RECORDS SHOWN –

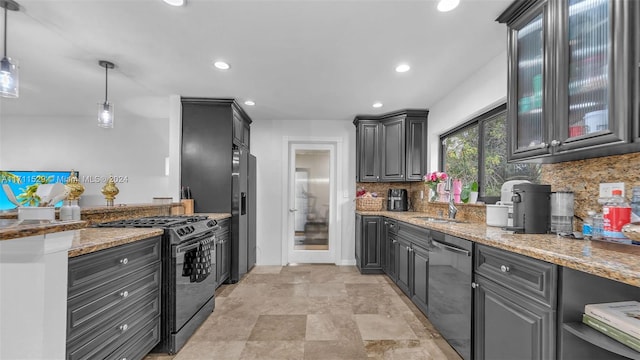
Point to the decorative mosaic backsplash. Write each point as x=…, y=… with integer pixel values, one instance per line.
x=583, y=177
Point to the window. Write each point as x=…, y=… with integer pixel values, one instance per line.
x=477, y=151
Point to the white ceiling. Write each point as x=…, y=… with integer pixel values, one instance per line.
x=297, y=59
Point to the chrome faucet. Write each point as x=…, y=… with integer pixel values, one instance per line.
x=453, y=210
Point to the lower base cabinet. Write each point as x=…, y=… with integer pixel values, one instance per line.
x=420, y=273
x=509, y=326
x=514, y=307
x=368, y=244
x=113, y=305
x=223, y=252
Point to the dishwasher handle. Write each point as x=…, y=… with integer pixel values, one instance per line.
x=450, y=248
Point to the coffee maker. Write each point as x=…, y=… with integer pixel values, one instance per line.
x=531, y=209
x=397, y=200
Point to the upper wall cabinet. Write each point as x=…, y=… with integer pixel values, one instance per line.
x=391, y=147
x=573, y=78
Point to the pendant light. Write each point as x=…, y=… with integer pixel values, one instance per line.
x=8, y=68
x=105, y=109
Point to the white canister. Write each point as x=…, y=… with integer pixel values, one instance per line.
x=497, y=215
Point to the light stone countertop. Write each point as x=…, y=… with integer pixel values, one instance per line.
x=13, y=228
x=609, y=260
x=90, y=240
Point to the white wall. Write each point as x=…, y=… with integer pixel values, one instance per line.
x=486, y=89
x=135, y=148
x=266, y=144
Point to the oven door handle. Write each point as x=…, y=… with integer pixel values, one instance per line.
x=450, y=248
x=185, y=248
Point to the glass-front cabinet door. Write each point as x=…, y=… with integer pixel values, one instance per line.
x=586, y=75
x=528, y=39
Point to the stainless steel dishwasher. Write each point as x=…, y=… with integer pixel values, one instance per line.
x=450, y=292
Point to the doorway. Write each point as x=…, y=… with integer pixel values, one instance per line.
x=311, y=202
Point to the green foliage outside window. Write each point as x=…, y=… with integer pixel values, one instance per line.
x=478, y=152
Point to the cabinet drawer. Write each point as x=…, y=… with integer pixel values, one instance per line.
x=139, y=345
x=527, y=276
x=90, y=271
x=112, y=302
x=413, y=234
x=114, y=336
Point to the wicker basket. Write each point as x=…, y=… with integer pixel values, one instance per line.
x=369, y=204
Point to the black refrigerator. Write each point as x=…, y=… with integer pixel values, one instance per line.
x=243, y=213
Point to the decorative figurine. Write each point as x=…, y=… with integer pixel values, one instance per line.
x=110, y=190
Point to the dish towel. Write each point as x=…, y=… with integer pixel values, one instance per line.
x=197, y=262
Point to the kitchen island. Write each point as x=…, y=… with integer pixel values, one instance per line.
x=33, y=281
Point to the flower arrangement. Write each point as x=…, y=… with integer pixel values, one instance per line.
x=433, y=179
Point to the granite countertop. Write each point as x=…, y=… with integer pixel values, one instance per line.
x=215, y=216
x=609, y=260
x=95, y=209
x=13, y=228
x=89, y=240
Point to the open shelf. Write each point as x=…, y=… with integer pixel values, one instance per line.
x=600, y=340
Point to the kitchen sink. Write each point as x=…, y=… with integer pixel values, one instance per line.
x=440, y=220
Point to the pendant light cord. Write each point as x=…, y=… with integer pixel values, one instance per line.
x=5, y=29
x=106, y=83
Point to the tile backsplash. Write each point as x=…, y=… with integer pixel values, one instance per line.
x=582, y=177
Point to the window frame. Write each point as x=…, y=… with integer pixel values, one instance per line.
x=480, y=122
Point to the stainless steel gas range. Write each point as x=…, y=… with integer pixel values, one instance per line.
x=188, y=274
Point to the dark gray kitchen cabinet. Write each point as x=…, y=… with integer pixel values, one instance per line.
x=241, y=129
x=113, y=304
x=368, y=244
x=392, y=146
x=393, y=151
x=390, y=239
x=573, y=79
x=511, y=326
x=420, y=275
x=515, y=306
x=223, y=248
x=368, y=151
x=208, y=136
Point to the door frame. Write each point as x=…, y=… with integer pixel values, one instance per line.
x=335, y=229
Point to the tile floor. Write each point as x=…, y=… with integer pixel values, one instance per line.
x=313, y=312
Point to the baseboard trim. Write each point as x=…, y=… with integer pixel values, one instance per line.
x=346, y=262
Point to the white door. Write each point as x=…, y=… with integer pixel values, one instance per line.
x=311, y=203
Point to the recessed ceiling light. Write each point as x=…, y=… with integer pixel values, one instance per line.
x=403, y=68
x=447, y=5
x=175, y=2
x=221, y=65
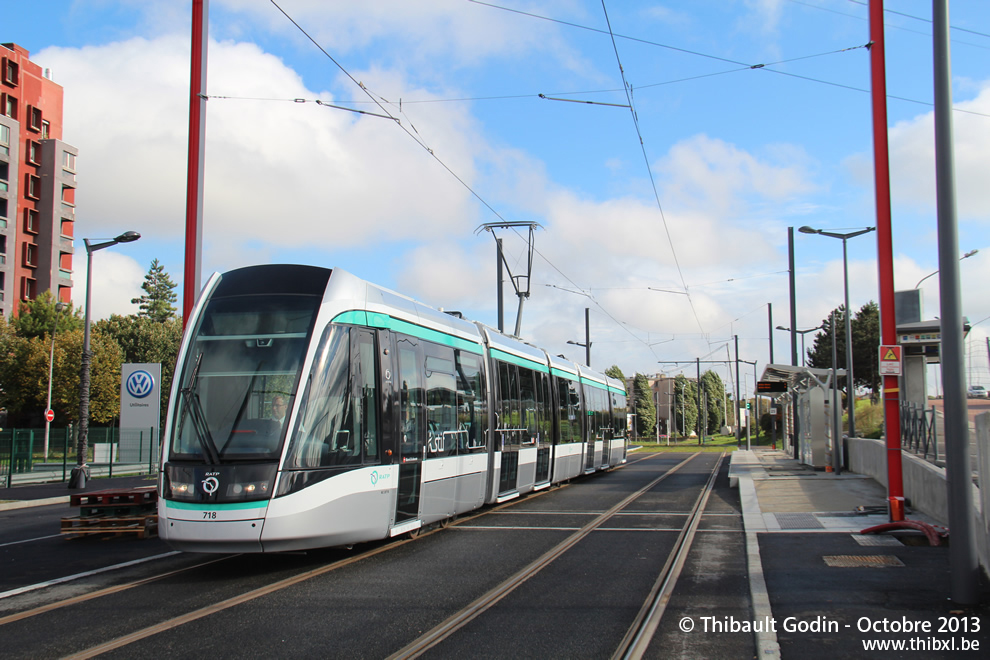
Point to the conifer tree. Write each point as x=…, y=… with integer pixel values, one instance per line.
x=159, y=294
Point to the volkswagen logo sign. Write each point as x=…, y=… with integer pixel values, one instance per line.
x=140, y=384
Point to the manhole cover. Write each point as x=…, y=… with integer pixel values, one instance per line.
x=869, y=539
x=860, y=561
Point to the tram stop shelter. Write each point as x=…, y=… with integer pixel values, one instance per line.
x=809, y=395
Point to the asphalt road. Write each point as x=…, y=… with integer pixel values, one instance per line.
x=305, y=604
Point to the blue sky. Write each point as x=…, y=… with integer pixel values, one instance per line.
x=691, y=193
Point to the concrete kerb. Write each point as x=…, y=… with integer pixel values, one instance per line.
x=743, y=467
x=27, y=504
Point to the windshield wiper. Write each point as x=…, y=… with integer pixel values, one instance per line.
x=195, y=408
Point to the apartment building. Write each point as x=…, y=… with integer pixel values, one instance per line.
x=37, y=184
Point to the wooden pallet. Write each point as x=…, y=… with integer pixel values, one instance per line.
x=143, y=526
x=144, y=495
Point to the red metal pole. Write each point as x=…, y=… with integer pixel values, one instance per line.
x=885, y=260
x=194, y=176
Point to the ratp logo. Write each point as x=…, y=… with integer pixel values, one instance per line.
x=140, y=384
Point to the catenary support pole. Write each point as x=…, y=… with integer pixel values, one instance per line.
x=195, y=167
x=963, y=560
x=885, y=260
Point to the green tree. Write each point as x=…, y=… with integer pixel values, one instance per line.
x=646, y=409
x=36, y=318
x=715, y=398
x=159, y=294
x=865, y=326
x=685, y=405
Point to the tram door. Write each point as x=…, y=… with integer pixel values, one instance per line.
x=412, y=416
x=508, y=436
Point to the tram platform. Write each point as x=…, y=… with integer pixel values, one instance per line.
x=812, y=567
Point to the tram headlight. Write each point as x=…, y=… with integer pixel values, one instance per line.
x=249, y=490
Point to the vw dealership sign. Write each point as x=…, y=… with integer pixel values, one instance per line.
x=140, y=396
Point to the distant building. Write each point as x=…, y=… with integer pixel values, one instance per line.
x=37, y=184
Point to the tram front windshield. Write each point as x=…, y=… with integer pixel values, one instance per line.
x=239, y=378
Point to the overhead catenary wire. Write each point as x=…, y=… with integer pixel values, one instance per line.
x=653, y=182
x=381, y=103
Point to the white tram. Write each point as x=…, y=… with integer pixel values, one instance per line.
x=396, y=416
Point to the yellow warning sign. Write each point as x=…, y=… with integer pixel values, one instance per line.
x=890, y=360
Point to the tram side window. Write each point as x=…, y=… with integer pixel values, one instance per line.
x=544, y=407
x=472, y=411
x=412, y=399
x=441, y=403
x=618, y=415
x=528, y=407
x=338, y=417
x=598, y=412
x=569, y=412
x=510, y=424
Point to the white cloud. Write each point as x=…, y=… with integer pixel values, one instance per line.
x=117, y=279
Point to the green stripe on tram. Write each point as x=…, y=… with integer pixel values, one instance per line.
x=384, y=321
x=565, y=374
x=519, y=361
x=209, y=506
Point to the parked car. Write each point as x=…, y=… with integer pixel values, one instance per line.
x=978, y=392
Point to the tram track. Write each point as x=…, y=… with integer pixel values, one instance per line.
x=433, y=637
x=637, y=639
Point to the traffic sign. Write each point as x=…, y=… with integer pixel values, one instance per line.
x=890, y=360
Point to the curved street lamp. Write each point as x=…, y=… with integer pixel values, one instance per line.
x=59, y=306
x=850, y=383
x=81, y=472
x=804, y=353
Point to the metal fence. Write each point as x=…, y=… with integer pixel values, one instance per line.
x=23, y=458
x=918, y=430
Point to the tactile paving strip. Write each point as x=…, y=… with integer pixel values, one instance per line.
x=798, y=521
x=861, y=561
x=870, y=539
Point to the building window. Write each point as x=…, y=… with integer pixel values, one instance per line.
x=8, y=106
x=34, y=118
x=29, y=287
x=32, y=221
x=10, y=72
x=34, y=186
x=30, y=255
x=33, y=153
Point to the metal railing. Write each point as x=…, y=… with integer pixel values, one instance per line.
x=918, y=430
x=23, y=458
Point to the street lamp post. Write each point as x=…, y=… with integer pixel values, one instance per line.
x=804, y=353
x=51, y=366
x=81, y=472
x=850, y=383
x=587, y=338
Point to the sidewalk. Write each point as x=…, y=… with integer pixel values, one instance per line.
x=810, y=566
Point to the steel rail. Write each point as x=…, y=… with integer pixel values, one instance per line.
x=457, y=621
x=633, y=646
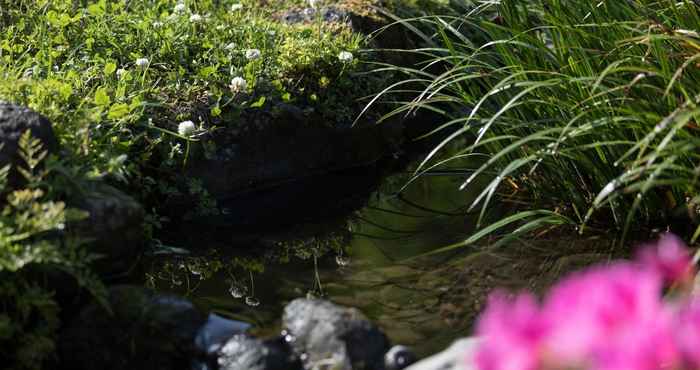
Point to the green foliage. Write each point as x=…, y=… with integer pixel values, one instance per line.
x=30, y=240
x=586, y=111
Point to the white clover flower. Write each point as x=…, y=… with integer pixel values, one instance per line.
x=142, y=63
x=185, y=128
x=252, y=54
x=345, y=56
x=238, y=84
x=180, y=8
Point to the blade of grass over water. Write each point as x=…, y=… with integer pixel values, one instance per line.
x=588, y=110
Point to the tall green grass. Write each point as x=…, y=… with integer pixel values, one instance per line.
x=585, y=112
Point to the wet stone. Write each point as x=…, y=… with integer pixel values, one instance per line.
x=243, y=352
x=326, y=335
x=398, y=358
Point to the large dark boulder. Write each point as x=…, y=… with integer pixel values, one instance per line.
x=145, y=330
x=325, y=334
x=15, y=120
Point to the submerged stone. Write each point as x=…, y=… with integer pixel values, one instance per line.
x=114, y=227
x=326, y=335
x=216, y=331
x=398, y=358
x=243, y=352
x=144, y=330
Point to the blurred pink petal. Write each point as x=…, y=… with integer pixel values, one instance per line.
x=511, y=330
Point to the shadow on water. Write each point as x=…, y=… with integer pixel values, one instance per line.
x=358, y=248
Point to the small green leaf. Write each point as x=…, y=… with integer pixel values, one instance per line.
x=101, y=97
x=206, y=71
x=259, y=103
x=96, y=9
x=110, y=68
x=118, y=111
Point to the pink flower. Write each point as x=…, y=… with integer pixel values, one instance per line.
x=669, y=258
x=687, y=330
x=608, y=317
x=512, y=331
x=605, y=302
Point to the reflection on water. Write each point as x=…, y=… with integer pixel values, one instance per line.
x=359, y=260
x=373, y=260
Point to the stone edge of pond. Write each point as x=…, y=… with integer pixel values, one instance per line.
x=144, y=329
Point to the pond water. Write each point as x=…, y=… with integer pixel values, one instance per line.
x=373, y=258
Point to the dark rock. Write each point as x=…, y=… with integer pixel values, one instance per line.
x=14, y=121
x=399, y=357
x=114, y=228
x=242, y=352
x=145, y=330
x=324, y=334
x=216, y=331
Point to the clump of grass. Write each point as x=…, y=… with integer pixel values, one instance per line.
x=118, y=78
x=584, y=111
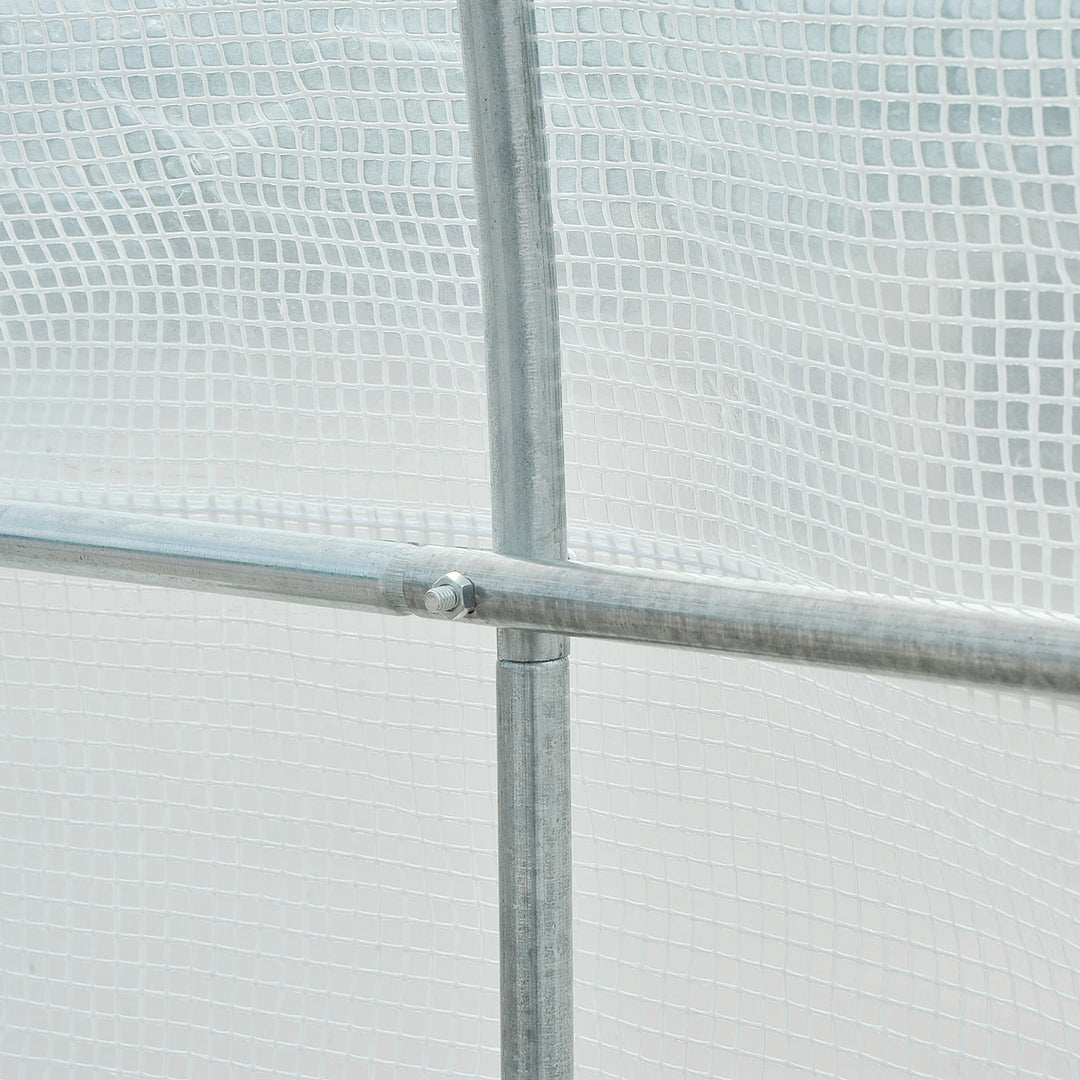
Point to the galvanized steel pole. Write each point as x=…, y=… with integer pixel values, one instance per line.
x=528, y=507
x=920, y=638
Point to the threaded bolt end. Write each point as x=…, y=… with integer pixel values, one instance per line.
x=441, y=598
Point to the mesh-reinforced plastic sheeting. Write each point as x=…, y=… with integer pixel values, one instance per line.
x=819, y=273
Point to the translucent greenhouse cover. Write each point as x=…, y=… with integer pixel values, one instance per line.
x=819, y=268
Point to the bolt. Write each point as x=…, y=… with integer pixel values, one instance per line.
x=453, y=596
x=440, y=599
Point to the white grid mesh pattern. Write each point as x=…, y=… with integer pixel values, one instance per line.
x=819, y=273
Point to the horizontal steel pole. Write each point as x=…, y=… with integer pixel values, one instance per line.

PROBLEM DESCRIPTION – Output nothing but the lines from the one containing "Point to the bolt." to the end of the listing, both of those included, exactly as given.

YOUR RESPONSE –
Point to the bolt. Write each point as x=…, y=… with integer pixel values, one instance per line.
x=453, y=596
x=440, y=599
Point to the white grid mesh pattern. Write each point as x=…, y=… with integer pixel values, one instance per line.
x=819, y=273
Point to the horizontal steel pole. Write each point as x=…, y=… with integer pixel values, one instance per line.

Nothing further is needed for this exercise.